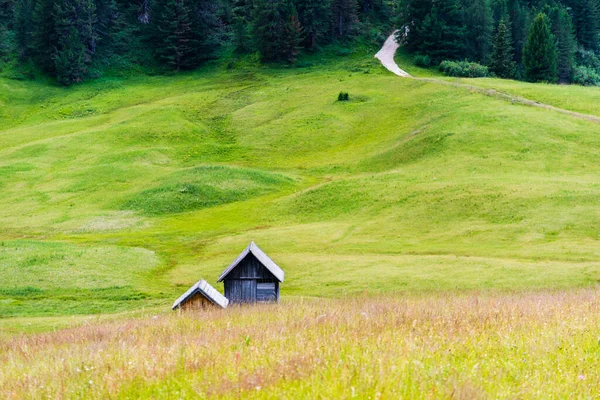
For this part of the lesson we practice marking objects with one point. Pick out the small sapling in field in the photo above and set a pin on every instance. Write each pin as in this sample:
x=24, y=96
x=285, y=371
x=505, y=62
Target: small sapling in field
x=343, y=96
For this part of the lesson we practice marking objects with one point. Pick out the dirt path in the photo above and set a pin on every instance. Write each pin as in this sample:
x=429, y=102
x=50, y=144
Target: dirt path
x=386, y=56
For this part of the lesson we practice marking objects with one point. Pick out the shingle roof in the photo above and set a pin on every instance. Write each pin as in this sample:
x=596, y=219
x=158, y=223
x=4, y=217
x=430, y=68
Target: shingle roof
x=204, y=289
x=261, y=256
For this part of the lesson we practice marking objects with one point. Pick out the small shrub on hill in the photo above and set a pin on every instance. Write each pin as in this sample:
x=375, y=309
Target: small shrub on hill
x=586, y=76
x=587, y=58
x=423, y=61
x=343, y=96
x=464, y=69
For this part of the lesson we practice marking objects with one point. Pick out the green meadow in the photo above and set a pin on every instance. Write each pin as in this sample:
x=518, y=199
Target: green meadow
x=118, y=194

▬▬▬▬▬▬▬▬▬▬

Work task: The entries are to be transcribed word for word, without their images.

Exercise output:
For this part of the lesson we practice marking objects with one point. Pick out the small sapling in field in the photo above and set a pin on every instance. Write each pin as in this sample:
x=24, y=96
x=285, y=371
x=505, y=62
Target: small sapling in field
x=343, y=96
For this part of the lesson we practice marking objects with one point. Pick out the dirt path in the photo above and set a pin on every instance. Write each pin as in this sample:
x=429, y=102
x=50, y=144
Target: dirt path
x=386, y=56
For this part of the lesson we practice marking objects with one point. Pick out the shingle roof in the photo above and set a pin on every instance. Write each pin as in this sample:
x=596, y=219
x=158, y=223
x=4, y=217
x=430, y=68
Target: shingle roof
x=204, y=289
x=261, y=256
For this part of the lesson we practice marking objects with one point. Pick out the small shrub on hill in the photo above and set a pin on every instance. Write each pin as in this sample:
x=375, y=309
Target: small shrub on hill
x=586, y=76
x=587, y=58
x=423, y=61
x=343, y=96
x=464, y=69
For this part of the lesson we practice marking objects with one point. Pick out the green meadow in the photo above and set a pin on every instance. Write each pin as in this sample:
x=518, y=199
Target: green meadow
x=118, y=194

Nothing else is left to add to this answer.